Thursday, August 31, 2023

IN THE SHADOW OF POWER and IN THE NAME OF TRUTH, books 7 & 8 in the Sandhamn Murders series


IN THE SHADOW OF POWER (Sandhamn Murders #7)
VIVECA STEN (tr. Marlaine Delargy)
AmazonCrossing
$4.99 Kindle edition, available now

Rating: 4* of five

The Publisher Says: What do the new arrivals on Sandhamn Island have to fear? Their own secrets—in this gripping novel of suspense by the bestselling author of In the Heat of the Moment.

The new summer house on Sandhamn Island is an architectural dream for its owner, Carsten Jonsson. It’s a nightmare for the locals. The venture capitalist has flouted local traditions, property lines, and the natural beauty of the coastline. He’s also too wealthy and arrogant to heed the anonymous warnings to leave.

The threats escalate when his guest lodge is burned to the ground and an unidentifiable corpse is found in the charred ruins. Detective Inspector Thomas Andreasson isn’t sure if it’s murder or a tragic accident. Until his friend attorney Nora Linde is drawn into the investigation.

Nora’s emotional investment in Carsten’s fragile and fearful wife, Celia, is yielding a new level of that the Jonssons are hiding more than anyone can imagine. Now Thomas and Nora must sift through the ashes of a puzzling crime and step into the shadows of a powerful family, whose deadly secrets are coming to light on Sandhamn.

Recorded data:
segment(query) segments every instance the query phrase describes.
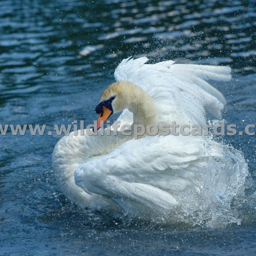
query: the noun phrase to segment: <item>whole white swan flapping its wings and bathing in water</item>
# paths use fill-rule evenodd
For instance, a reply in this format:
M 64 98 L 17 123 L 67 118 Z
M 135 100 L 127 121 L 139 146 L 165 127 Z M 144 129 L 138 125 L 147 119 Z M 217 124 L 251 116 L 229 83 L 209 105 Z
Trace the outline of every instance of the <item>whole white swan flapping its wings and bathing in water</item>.
M 145 64 L 147 60 L 128 58 L 118 65 L 114 76 L 119 82 L 103 92 L 96 107 L 98 120 L 121 111 L 121 125 L 204 125 L 205 111 L 221 118 L 225 99 L 206 81 L 229 81 L 229 67 Z M 66 197 L 91 209 L 143 216 L 169 213 L 184 200 L 203 197 L 209 159 L 224 154 L 220 144 L 204 136 L 148 135 L 136 140 L 120 132 L 114 136 L 113 131 L 111 136 L 84 134 L 80 130 L 60 139 L 52 166 Z M 225 193 L 219 189 L 218 196 Z

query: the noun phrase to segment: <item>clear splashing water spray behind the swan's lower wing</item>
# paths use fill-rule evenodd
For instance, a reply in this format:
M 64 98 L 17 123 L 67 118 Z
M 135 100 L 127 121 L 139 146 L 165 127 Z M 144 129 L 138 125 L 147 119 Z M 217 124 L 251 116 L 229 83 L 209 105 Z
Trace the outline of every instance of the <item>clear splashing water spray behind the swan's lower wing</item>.
M 181 220 L 211 228 L 240 224 L 236 204 L 244 201 L 244 183 L 249 175 L 245 159 L 241 152 L 229 145 L 208 141 L 206 148 L 210 156 L 201 193 L 196 201 L 194 193 L 184 198 Z

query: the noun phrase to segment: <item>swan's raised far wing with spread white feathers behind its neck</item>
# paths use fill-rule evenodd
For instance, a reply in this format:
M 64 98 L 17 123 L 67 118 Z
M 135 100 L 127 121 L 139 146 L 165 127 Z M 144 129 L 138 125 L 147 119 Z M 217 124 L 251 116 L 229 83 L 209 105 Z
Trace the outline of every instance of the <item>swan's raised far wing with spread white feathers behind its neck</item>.
M 148 58 L 124 59 L 118 65 L 116 80 L 127 80 L 142 87 L 154 100 L 162 124 L 206 123 L 206 110 L 221 119 L 225 98 L 207 81 L 229 81 L 228 66 L 175 64 L 165 61 L 145 64 Z M 129 117 L 124 112 L 122 118 Z

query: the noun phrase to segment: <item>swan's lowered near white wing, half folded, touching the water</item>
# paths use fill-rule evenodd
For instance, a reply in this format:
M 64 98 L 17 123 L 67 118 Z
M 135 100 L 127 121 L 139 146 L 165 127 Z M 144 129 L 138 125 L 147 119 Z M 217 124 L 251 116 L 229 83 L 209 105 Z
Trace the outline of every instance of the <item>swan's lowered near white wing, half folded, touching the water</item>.
M 124 210 L 138 204 L 138 209 L 143 205 L 161 212 L 178 205 L 180 191 L 194 187 L 193 180 L 202 177 L 204 157 L 199 137 L 132 139 L 81 164 L 75 170 L 75 182 L 85 192 L 110 198 Z

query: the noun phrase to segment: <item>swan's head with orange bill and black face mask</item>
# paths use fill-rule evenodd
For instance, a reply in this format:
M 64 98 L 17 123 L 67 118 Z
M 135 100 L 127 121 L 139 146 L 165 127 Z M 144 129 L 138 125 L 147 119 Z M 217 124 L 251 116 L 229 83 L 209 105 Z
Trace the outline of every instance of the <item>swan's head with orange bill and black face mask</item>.
M 95 107 L 99 114 L 97 130 L 100 129 L 101 121 L 105 122 L 112 114 L 128 108 L 134 99 L 133 84 L 128 81 L 118 81 L 109 85 L 100 97 L 100 102 Z

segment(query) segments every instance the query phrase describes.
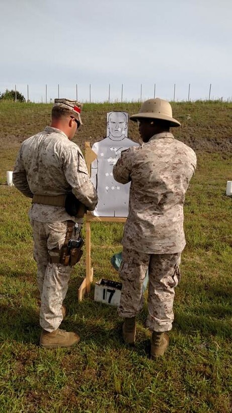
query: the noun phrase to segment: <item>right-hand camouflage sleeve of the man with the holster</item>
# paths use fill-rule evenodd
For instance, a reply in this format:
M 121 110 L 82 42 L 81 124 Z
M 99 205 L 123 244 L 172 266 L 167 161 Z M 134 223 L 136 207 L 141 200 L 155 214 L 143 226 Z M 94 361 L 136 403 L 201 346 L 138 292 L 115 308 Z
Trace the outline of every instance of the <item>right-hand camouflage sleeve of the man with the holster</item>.
M 84 156 L 78 147 L 68 148 L 63 153 L 63 171 L 75 197 L 84 203 L 88 210 L 93 211 L 98 203 L 98 196 Z

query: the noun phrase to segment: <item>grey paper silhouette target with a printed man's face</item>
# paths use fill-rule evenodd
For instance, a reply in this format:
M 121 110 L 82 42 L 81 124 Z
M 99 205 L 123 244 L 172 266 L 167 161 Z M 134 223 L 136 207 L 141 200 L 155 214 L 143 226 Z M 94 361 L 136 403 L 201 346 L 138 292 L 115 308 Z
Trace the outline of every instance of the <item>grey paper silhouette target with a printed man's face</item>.
M 93 212 L 98 217 L 127 217 L 130 183 L 114 180 L 113 166 L 125 149 L 138 146 L 128 137 L 128 113 L 107 112 L 107 133 L 92 149 L 97 159 L 91 166 L 91 179 L 98 192 L 98 204 Z

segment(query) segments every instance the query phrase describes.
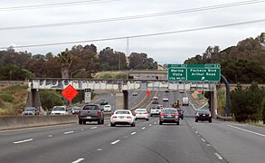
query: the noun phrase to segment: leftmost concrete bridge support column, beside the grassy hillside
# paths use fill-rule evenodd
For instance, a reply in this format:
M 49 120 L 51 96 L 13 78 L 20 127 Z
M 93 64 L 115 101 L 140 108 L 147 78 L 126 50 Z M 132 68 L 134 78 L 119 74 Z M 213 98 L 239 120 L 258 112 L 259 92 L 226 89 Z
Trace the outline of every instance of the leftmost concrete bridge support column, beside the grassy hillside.
M 41 112 L 43 111 L 40 94 L 37 89 L 29 88 L 26 107 L 36 107 Z

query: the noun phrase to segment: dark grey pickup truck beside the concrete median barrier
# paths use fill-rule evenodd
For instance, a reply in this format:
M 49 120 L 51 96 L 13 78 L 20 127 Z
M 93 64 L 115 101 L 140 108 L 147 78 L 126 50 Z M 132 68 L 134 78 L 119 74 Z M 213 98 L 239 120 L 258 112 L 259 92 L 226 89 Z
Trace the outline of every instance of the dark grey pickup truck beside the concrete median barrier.
M 87 121 L 98 121 L 104 124 L 104 110 L 99 104 L 87 104 L 78 112 L 79 124 L 86 124 Z

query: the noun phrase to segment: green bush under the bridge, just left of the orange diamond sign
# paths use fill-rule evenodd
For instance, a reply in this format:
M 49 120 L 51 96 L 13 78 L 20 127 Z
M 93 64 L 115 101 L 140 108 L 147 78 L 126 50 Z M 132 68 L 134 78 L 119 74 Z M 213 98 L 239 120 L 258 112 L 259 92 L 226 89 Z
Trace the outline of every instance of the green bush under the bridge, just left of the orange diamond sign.
M 43 110 L 51 110 L 53 106 L 63 105 L 63 97 L 60 91 L 41 90 L 40 98 Z

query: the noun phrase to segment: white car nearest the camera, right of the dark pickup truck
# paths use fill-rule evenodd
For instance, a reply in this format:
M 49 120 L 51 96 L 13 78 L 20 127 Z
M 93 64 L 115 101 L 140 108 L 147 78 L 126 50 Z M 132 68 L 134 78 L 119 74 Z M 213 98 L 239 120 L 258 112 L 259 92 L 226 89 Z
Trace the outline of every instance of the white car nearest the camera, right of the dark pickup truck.
M 115 110 L 110 117 L 110 126 L 114 127 L 116 125 L 130 125 L 131 127 L 135 127 L 135 116 L 130 110 Z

Activities:
- 1) In the Sandhamn Murders post, what is Carsten Jonsson's line of work?
- 2) Print the Sandhamn Murders post from "IN THE SHADOW OF POWER and" to "warnings to leave.".

Solution set:
- 1) He is a venture capitalist.

- 2)
IN THE SHADOW OF POWER and IN THE NAME OF TRUTH, books 7 & 8 in the Sandhamn Murders series


IN THE SHADOW OF POWER (Sandhamn Murders #7)
VIVECA STEN (tr. Marlaine Delargy)
AmazonCrossing
$4.99 Kindle edition, available now

Rating: 4* of five

The Publisher Says: What do the new arrivals on Sandhamn Island have to fear? Their own secrets—in this gripping novel of suspense by the bestselling author of In the Heat of the Moment.

The new summer house on Sandhamn Island is an architectural dream for its owner, Carsten Jonsson. It’s a nightmare for the locals. The venture capitalist has flouted local traditions, property lines, and the natural beauty of the coastline. He’s also too wealthy and arrogant to heed the anonymous warnings to leave.